• Brief
Both the line containing "Outline cloud layer." and the last line of the listing are included: write out exactly the lines from one to the other.

● ● ● ● ●

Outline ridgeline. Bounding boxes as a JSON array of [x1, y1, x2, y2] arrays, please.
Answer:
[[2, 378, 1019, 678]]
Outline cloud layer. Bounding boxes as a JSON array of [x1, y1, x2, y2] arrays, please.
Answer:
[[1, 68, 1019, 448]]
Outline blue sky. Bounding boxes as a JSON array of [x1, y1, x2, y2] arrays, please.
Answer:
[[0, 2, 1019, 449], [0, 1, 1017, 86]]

● ● ● ● ●

• Solution
Outline cloud layer. Bounding boxes as a JSON array of [x1, y1, x2, y2] arrays, please.
Answer:
[[1, 68, 1019, 448]]
Outline blue sky. Bounding boxes as a JSON array of [x1, y1, x2, y2] arrays, please.
Answer:
[[0, 2, 1019, 449], [0, 1, 1017, 86]]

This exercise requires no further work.